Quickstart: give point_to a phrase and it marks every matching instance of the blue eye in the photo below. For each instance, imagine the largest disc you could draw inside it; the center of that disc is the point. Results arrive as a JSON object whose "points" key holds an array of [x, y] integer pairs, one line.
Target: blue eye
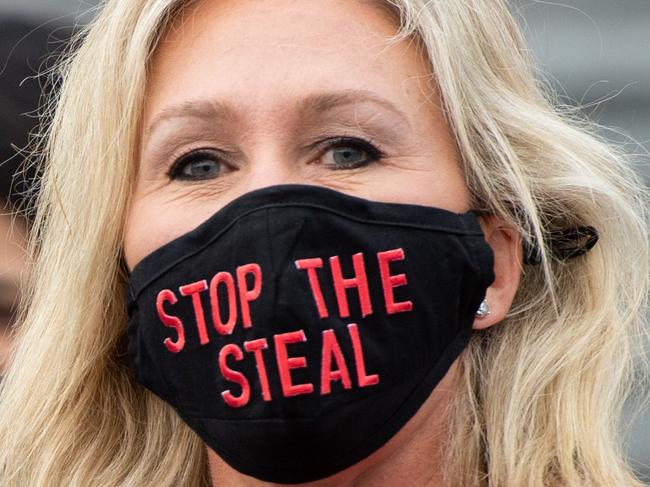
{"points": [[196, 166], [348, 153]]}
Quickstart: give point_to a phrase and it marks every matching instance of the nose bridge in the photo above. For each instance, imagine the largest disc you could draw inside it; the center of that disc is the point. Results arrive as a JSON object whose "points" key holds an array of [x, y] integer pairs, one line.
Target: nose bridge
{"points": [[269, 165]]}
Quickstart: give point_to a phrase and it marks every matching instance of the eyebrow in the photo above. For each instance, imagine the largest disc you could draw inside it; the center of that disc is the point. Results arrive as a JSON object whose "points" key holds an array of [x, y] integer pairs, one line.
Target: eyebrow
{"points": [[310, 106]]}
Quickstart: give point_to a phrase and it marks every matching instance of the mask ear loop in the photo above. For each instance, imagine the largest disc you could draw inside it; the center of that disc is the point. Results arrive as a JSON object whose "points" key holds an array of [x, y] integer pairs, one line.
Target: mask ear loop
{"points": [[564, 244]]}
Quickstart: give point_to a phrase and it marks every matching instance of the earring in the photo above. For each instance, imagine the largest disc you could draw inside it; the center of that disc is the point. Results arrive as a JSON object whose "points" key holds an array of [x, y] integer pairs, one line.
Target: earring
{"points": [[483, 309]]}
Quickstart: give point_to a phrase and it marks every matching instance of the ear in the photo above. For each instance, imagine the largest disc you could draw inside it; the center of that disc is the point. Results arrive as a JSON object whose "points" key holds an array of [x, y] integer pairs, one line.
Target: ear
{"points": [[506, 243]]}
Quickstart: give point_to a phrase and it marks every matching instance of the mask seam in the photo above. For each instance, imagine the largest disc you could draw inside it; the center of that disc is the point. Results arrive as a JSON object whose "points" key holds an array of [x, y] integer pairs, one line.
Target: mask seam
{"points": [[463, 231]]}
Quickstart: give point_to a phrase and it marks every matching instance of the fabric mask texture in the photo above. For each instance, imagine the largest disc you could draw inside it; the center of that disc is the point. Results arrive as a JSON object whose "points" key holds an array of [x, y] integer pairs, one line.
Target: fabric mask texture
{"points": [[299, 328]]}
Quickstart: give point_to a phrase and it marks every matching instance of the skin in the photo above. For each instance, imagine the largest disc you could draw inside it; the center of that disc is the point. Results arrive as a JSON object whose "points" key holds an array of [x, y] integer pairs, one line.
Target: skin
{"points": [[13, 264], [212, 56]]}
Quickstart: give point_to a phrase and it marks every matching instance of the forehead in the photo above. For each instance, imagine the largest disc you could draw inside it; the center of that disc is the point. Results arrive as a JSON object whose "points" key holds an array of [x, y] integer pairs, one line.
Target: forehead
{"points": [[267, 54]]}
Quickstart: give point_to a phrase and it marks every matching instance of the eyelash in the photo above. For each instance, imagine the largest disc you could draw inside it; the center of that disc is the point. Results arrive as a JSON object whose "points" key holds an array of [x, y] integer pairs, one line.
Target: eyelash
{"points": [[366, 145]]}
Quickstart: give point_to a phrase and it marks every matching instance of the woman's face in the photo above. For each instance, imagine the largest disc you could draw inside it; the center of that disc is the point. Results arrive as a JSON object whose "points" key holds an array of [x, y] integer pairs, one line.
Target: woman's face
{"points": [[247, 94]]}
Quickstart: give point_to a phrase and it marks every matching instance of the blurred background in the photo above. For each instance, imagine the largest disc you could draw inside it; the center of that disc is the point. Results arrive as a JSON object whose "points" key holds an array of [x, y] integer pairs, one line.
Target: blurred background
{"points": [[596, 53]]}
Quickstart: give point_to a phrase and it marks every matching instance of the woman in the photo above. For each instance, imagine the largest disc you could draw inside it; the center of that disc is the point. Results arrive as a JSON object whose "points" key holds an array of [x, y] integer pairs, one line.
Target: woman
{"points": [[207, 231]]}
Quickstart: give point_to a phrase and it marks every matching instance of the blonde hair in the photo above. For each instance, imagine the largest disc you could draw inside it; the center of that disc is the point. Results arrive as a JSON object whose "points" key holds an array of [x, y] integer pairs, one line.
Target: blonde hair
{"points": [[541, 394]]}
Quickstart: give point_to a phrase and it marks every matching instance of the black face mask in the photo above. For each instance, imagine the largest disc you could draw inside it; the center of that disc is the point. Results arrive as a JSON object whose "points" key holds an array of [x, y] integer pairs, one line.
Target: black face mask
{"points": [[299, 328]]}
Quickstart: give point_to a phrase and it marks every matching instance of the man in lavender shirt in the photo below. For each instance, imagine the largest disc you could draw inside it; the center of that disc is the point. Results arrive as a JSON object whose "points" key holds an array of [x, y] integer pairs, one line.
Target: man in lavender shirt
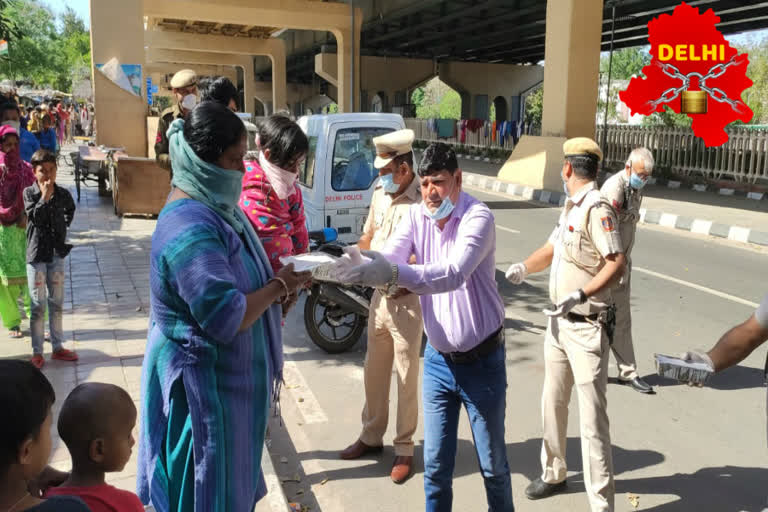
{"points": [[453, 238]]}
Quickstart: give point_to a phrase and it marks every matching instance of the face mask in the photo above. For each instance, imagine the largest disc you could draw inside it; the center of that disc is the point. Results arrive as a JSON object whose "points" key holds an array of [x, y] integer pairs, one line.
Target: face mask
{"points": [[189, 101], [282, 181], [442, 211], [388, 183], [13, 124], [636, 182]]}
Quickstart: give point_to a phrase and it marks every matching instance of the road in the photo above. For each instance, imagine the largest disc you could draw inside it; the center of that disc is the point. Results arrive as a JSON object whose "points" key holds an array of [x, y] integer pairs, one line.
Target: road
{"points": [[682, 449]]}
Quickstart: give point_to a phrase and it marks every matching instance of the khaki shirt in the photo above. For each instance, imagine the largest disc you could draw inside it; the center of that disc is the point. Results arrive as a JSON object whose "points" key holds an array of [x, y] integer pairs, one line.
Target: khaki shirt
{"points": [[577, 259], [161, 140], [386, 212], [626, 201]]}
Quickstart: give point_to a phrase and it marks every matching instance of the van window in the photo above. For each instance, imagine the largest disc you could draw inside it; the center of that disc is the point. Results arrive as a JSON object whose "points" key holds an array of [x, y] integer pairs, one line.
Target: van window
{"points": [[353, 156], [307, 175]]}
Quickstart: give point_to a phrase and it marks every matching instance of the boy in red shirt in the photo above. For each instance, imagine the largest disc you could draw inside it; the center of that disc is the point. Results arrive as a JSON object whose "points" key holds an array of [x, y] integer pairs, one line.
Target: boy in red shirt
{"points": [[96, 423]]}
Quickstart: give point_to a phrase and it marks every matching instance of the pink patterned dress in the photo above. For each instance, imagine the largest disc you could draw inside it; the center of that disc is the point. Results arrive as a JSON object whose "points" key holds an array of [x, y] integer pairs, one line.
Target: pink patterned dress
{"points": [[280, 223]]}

■ ■ ■

**Required work:** Swap "largest disc" for "biggest circle" throughout the material above and write all of it out again, with everything else left as it stands. Omit the pictures.

**Full solution:**
Quickstart: give point_to a phrase and it marks every matching instance of the blue eye in the photo below. For each instance, imagine the biggest circle you could draw inside it; the center of that disc is the point. Results arrive as a JSON object whose "points" key holds an array of [x, y] integer pairs, one line.
Target: blue eye
{"points": [[196, 166], [348, 153]]}
Quickstart: give point_to a phrase and it marks every matching instance of the nose bridge in the photo above. For each instance, imagine the biggest circle you could draw inside it; the center of that disc is the point. Results arrive as a JSON object whose "points" key holds an array of [x, y] integer pairs, one line.
Target: nose bridge
{"points": [[269, 165]]}
Quickstart: give point_to a phrase and it marks every matching instance of the eyebrow in the photo above. For each instance, imagine the biggest circle you could draw inside it; the center of that disc is the point. Results arrive as a JSON object whose "points" key holds an array of [x, y] integer pairs, one line.
Target: eyebrow
{"points": [[310, 106]]}
Quickstart: give point_to a phrase and it marks every matching instance of the mask ear loop in the photo above. For each instance, imagine the biggest circle you could draw inside it; the center of that disc is the point. Results arrive as a JSON object whose "points" key holds an array of [x, y] integer pairs, one line.
Target: mask ear loop
{"points": [[564, 244]]}
Quickstart: give point_to a phrase and it marks every matching instance of the earring in the photo above. For each instance, imagine the biggest circle you could draw inside it; the center of that disc is the point. Results arrive as a JSON object whose "points" key holds an array of [x, y] integer pairs, one line.
Target: earring
{"points": [[483, 309]]}
Quickstart: give point_to a phrase and it marks every matching instance of the ear in the photo above. For each instance, imagine the biggest circle you could draw inside it; the center of that disc is the point. Results arrive as a JSON object whose "points" key holds an array of [x, y] integer pairs, one line.
Target: ear
{"points": [[506, 243]]}
Quickstart: give point_to a phrase and it marks every matching instance of the mask seam in the photo above. For each instance, imagine the biggest circle you could draw inside it; the center of that disc is the point. Results arrive as a JSON object whose "points" key holds an array of [x, y] integer pairs, one line.
Target: mask seam
{"points": [[463, 231]]}
Quickstart: give point_to a phrase and it marks every matching instance of the fabric mask texture in the photo above. For each instance, imagine the biggest circle you could draw inside it; the center of that disc is the point. Results arrive as a JSON object whose "points" key holds an array of [x, y] integer pairs, one line.
Target: fabric mask texture
{"points": [[299, 328]]}
Quickstart: give point_to a phrase and it marks every matching instance of the skin in the photo above. For each instance, imagine the biggest circle you could draw inside it; the center of that disc is the point. Results arrive as a JSON object whose "points" key holds an array of [x, y] integer pairs, one line.
Target: skin
{"points": [[13, 264], [212, 56]]}
Quickstart: give point_to a phrase and it marks every matching instance of the forehead in the photo above. For each instance, imagine the biggest circle you could draw inside it; the center of that disc is the point. Results arrive as a JSON object whose "points" key holds an array of [x, y] integer pairs, one line.
Target: forehead
{"points": [[267, 54]]}
Quickstart: give point_to a phrase and it marks every matching instance of the eyelash in the photo above. For each instance, imagine the biggest circle you could draw inside it; the center of that disc is the point. Results arrive as a JSON object whose "points" key holds an array of [x, y] integer pairs, one line.
Target: eyelash
{"points": [[366, 145]]}
Quickstart: give point_to a phrase and it marks every matching instance of the woman's face in the photo above. For each instance, imagine the biggest circle you could draw inside it; the center of that disc is the point. Results arrive as a JSON object whose "points" key holds an array of [x, y] integer pairs, one line.
Target: woman's face
{"points": [[247, 94]]}
Quickstart: give point_to a phrase and it marks every matching instance of the blurred background in the photo above. For each instance, imagine the biggest circle you could draw inside it; the center of that disc is the point. Results arrive as a JSON object whose "points" key holds an array of [x, y] integer pairs, one line.
Target: blurred background
{"points": [[596, 53]]}
Quickstart: give point_to a phrase and it marks every matching instance of the woman in the photo above. For each instance, imagine the biggest circle you could draw inside it; the center of that disc is the point. Results arrive as a JSON object whose "points" key holds an array of [x, y] integer pairs, one line.
Target: woman
{"points": [[207, 231]]}
Quickstart: give point_to a phrase and it marks every matching instance of the blonde hair in the photo above. For each instance, imagine the biggest circle you could draw inside it; the center of that disc is the point. Results arrive as a JSON object whose "points" key holds an array of [x, y] integer pairs, one line.
Target: blonde hair
{"points": [[541, 394]]}
Quickstart: give point_to a phrase and it marks every matching instance of the black face mask in the photo above. For each instance, imagine the biggest circle you could draw inside it; the center of that disc is the point. Results arrive as a JSON object whose "points" key holds an array of [x, y] integer pairs, one line.
Target: black face mask
{"points": [[299, 328]]}
Quickstart: give point_to a phrase and it marks every matching instance of the man in lavender shirt in the photo below. For each instance, imagine the biggest circle you could draw inside it; the center of that disc is the point. Results arrive as a JSON object whose "points" key holds an array of [x, y] integer pairs, one line.
Target: man in lavender shirt
{"points": [[453, 238]]}
Quickstart: give point_to a phrase and it marks every matching instance of the face mask in the photo above. For each instance, imagine the biggest circle you could draw inside it; the center of that disc is the point. Results arrive as a JSON object whose "points" key holds an array of [x, y] integer pairs, one line.
Target: face mask
{"points": [[189, 101], [282, 181], [442, 211], [388, 183], [13, 124], [636, 182]]}
Quickstart: give point_to a phrase and it marks every matching instance of the road in the photo above. For each instance, imagine the biggest circle you could draw inside it; the center of that disc is the point. Results arrive as a JSON object whose "points" key holds an array of [x, y] integer pairs, one line.
Target: road
{"points": [[682, 449]]}
Quickstart: give point_to a phrase and it marks every matching instance of the khaki shirt in the photo above. For each instance, imagine the biggest circle you could draw inside it; the center of that disc is the point. Results arrive as a JSON object whose "points" key holds an array of [x, y] integer pairs, one line.
Target: khaki shirt
{"points": [[577, 259], [161, 140], [386, 212], [626, 201]]}
Quickstart: give point_to a phrase and it marks every matching instance of the van window in the photo above. For each instance, imagine the biggest circle you could draw inside it; the center of that disc is the point. Results arrive as a JSON object whose "points" key holds an array of [x, y] integer pairs, one line.
Target: van window
{"points": [[353, 156], [307, 175]]}
Quickstart: give point_to a phrase and it marks every matching instance of the boy in red shirt in the photo above. For each instance, imagine the biggest circle you could draw inside it; the center of that disc is the point. Results arrive as a JSON object whose "points" key holds an array of [x, y] integer pairs, one line.
Target: boy in red shirt
{"points": [[96, 423]]}
Quickstart: give point_to a phrase and it marks every matching instance of the pink patterned dress in the photo above. For each instance, imagine the biggest circle you could draw inside it; the center of that disc is the point. Results arrive as a JSON object whose "points" key holds an array of [x, y] integer pairs, one line.
Target: pink patterned dress
{"points": [[280, 223]]}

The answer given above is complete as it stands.